> **Yapılacaklar**
**1)** Öyküler üzerine verilen metni iki cümleyle özetleyin.
**2)** Öyküler üzerine verilen metnin devamını, son cümlenin hemen ardından başlayarak yazın.

> **Verilen metin**

"""

Öykünün yazma zamanı 1974’tür.

"Bugün Pazartesi" adlı öykünün adı da belirli bir zamana vurgu yapacak şekilde ‘Bugün Pazartesi’ dir. Öykü, "Evet Nino. Bugün Pazartesi. Yoksa sen salı mı sanmıştın? Bugün pazartesi. Dün pazardı. Güneşliydi hava. İlkbahar soğuğu vardı." (Geceyi Tanıdım, 103) cümleleriyle başlayarak zaman belirginleştirilir. Öyküde Karaçizmeli Adam’ın kızıp gitmesinin ardından kahraman anlatıcı için zaman hiç geçmek bilmez. Anlatıcının o gittikten sonra her geçen dakika kendini perişan ettiği vurgulanır. "Bugün pazartesi Nino. Bugün pazartesi. ben bunu iyi biliyorum, çünkü saydım. Bu, Karaçizmeli Adam gideli on dördüncü pazartesi Nino. Günleri de saydım, doksan sekizinci gün bugün. Saatleri de sayıyorum, tam yüreğimin orta yerinde duyuyorum saati. Anlıyorsun ya Nino?" (Geceyi Tanıdım, 104) Burada psikolojik zamanın bağlayıcılığından söz edilebilir. Karaçizmeli Adam’a dair hatıralar kahramana ve vakaya derinlik kazandırmak için kullanılır.

Öykünün yazma zamanı 26 Mayıs 1976’dır.

"Neredeyim Ben Neredeyim" adlı öyküde de hatıralar arasında kaybolan ve kendini bulmaya çalışan kahraman anlatıcının ağzından öykü aktarılır. Kahraman anlatıcı gözlerini kapar ve zaman ile mekânda yolculuğa çıkar. Hatıralarının ışığında kendini bulmaya çalışır. "Gözlerimi kapatıyorum, bir temmuz öğlesi, İzmir’de otobüs garajlarının oradayım. Bodrum’a giden otobüs daha gelmemiş. İzmir fırın gibi yanıyor." (Geceyi Tanıdım, 109) Gözlerini kapatarak hatıralar arasında dolaşan anlatıcı ilk olarak kendisini İzmir’in fırın gibi yandığı bir temmuz sıcağında otogarda Bodrum’a giden otobüsü beklerken bulur. Öyküde hatıralar kendini arayan anlatıcının içinde bulunduğu durumu derinleştirmek için kullanılır.

Öykünün yazma zamanı 14 Ocak1976’dır.

"Sıfırdan" adlı öyküde Yazar, çerçeve öyküde içinde bulunduğu bir pazar gününden bahseder. Sabah vakti kafası karışık bir halde yazmak için oturduğu romanına kişiler arar durur. Birkaç iyi, iç dünyası zengin kişiyi saptayıp romanına hemen başlamanın sandığı kadar kolay bir iş olmadığını anlayan yazarın aklına günlük gazetelerden birine ilan vermek gelir.

"""

Konum işaretleme veri setinden alıntılar
"""

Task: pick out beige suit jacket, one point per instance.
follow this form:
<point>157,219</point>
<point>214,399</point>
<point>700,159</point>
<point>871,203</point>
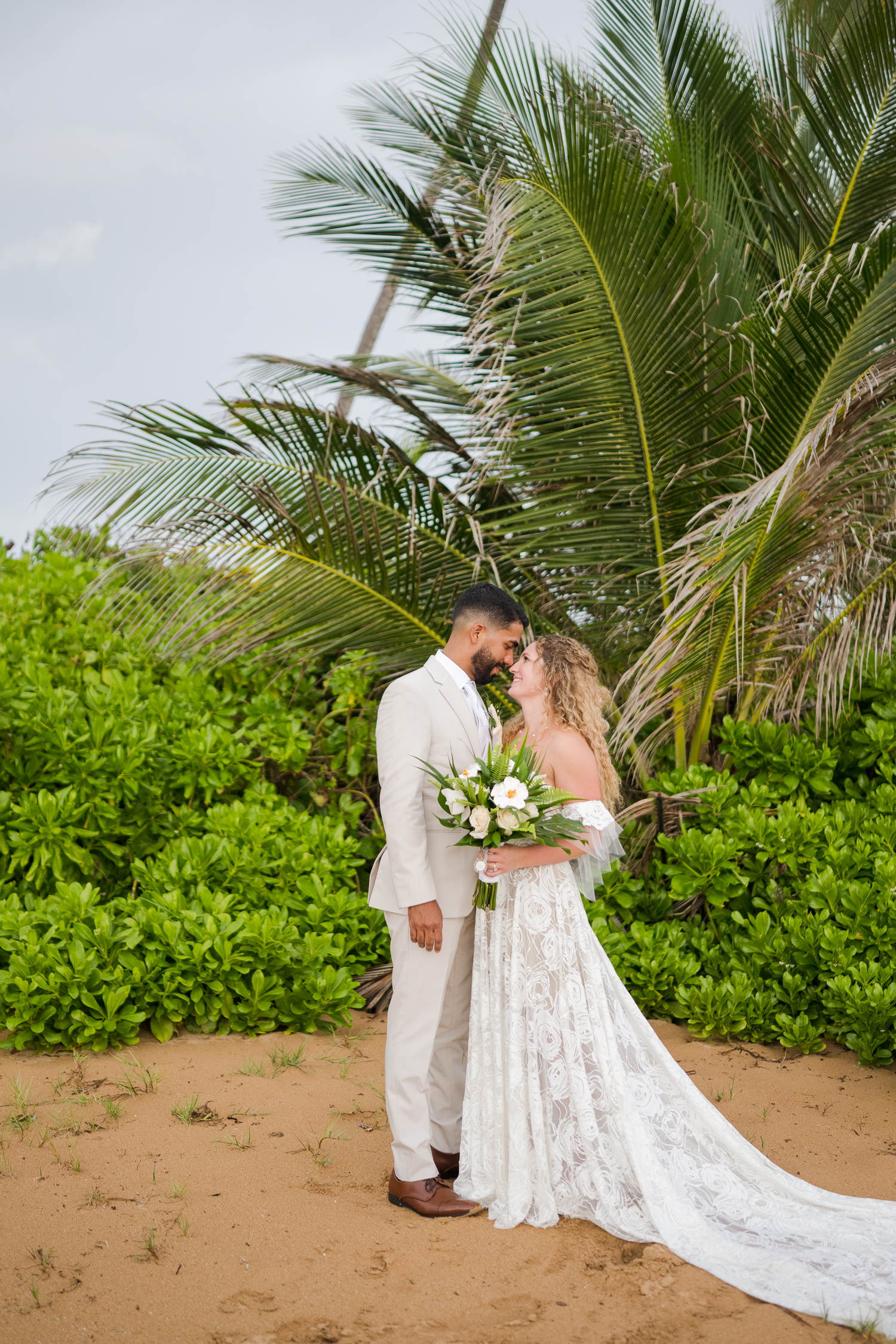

"""

> **Cevaplar**
**1)** Metin, "Bugün Pazartesi" öyküsünde Karaçizmeli Adam gittikten sonra anlatıcı için zamanın hiç geçmek bilmediğini ve ona dair hatıraların kahramana derinlik kattığını anlatır. Ardından "Neredeyim Ben Neredeyim" öyküsünde gözlerini kapayıp hatıraları arasında kendini arayan anlatıcıyı, "Sıfırdan" öyküsünde de romanına kişi bulmakta zorlanıp bir gazeteye ilan vermeyi düşünen yazarı ele alır.

**2)**
Bir yazarın yeni romanı için sınavla kişiler alınacağını bildiren ilanı ile de öykü başlar. Ana öyküde roman kahramanı olmak için başvuran kişilerle olan ilişkileri ve sınav

süreci anlatılır. Öykü, "Günlerden pazardı. Karşı komşunun çocuğu sabah sünnet olmuştu. O sabah vakti, yazmak için oturduğum romanıma kişiler arayıp duruyordum. Karşı komşudan gelen gürültülerle, pazar günü sokağının garip yalnızlığı ve de eskici sesleriyle kafam iyice karışmıştı." (Kız Öpme Kuyruğu, 46)cümleleriyle başlar. Hayali öykü kişilerinin kaybolup gitmesinin ardından yaşadığı durumu ise yazar anlatıcı şu sözlerle ifade eder: "Bir daha hiç göremeyecektim onları. Kâğıdımın üstünden geçip gitmişlerdi. Yapmak istediğimi anladılar mı, anlamadılar mı, hiç öğrenemeyeceğim. Gittim, boş çay fincanlarını topladım, mutfağa götürdüm." (Kız Öpme Kuyruğu, 59) Öyküde Buhara Veziri Faridüddin’in öykü kişisi olmak üzere yazdığı mektup zamanda kırılmaya sebep olur. Fakat bu kırılma vaka ya da zaman halkasını değiştirecek boyutta değildir. Zamandaki kırılma öykünün anlamını derinleştirmektedir.

Öykünün yazma zamanı 3 Kasım 1981’dir.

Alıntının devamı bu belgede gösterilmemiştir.